(Beginning of MATERIAL SUPPLIED)

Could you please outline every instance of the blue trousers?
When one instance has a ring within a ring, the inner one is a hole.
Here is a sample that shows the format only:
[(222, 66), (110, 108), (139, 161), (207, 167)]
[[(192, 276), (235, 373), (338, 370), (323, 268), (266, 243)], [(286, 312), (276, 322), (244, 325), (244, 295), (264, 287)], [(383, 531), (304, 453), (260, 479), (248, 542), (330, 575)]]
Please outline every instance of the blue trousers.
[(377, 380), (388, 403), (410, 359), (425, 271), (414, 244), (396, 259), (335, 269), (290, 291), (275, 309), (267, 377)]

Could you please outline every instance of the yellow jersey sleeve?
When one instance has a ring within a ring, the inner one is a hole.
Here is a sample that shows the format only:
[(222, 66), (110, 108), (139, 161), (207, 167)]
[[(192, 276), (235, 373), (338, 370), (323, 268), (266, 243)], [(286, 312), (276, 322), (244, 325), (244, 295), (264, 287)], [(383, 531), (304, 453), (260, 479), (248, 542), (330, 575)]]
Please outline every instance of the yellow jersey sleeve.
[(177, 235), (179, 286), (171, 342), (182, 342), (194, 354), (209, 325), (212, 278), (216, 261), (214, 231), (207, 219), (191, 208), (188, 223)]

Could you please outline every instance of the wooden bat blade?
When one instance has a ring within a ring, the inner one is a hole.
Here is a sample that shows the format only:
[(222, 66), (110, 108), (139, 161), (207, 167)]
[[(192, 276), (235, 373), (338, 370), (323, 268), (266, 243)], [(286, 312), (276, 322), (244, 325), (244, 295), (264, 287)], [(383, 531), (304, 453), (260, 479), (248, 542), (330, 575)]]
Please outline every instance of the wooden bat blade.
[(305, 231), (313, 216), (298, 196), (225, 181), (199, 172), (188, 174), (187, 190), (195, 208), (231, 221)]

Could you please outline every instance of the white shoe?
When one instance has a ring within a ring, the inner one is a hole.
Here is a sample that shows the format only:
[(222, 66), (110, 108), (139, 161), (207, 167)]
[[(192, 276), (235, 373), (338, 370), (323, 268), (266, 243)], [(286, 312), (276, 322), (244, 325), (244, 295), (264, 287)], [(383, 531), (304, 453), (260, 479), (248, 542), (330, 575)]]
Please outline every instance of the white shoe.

(End of MATERIAL SUPPLIED)

= REQUIRED WORK =
Word for word, return the lines from the one holding "Please outline every instance of the yellow jersey sleeve." through the end of the entries above.

= ANSWER =
Please outline every instance of the yellow jersey sleeve.
[(177, 235), (179, 286), (171, 342), (182, 342), (194, 354), (209, 325), (212, 278), (216, 261), (214, 231), (207, 219), (191, 208), (188, 223)]

Could you please outline every instance of the wooden bat blade?
When one instance has a ring within a ring, the inner one is a hole.
Here is a sample that shows the format only:
[(222, 66), (110, 108), (139, 161), (207, 167)]
[[(192, 276), (235, 373), (338, 370), (323, 268), (266, 243)], [(286, 312), (276, 322), (244, 325), (244, 295), (264, 287)], [(383, 531), (304, 453), (260, 479), (248, 542), (330, 575)]]
Please outline every instance of the wooden bat blade.
[(305, 231), (313, 216), (298, 196), (225, 181), (199, 172), (188, 174), (187, 190), (195, 208), (231, 221)]

Could you please outline every instance of the white shoe?
When one instance has a ring within a ring, the inner one is a hole.
Here is a sample that shows the format only:
[(222, 66), (110, 108), (139, 161), (207, 167)]
[[(192, 276), (235, 373), (338, 370), (323, 268), (266, 243)], [(286, 312), (276, 322), (244, 325), (244, 295), (264, 287)], [(383, 531), (304, 453), (260, 479), (248, 542), (330, 575)]]
Please outline every instance of the white shoe.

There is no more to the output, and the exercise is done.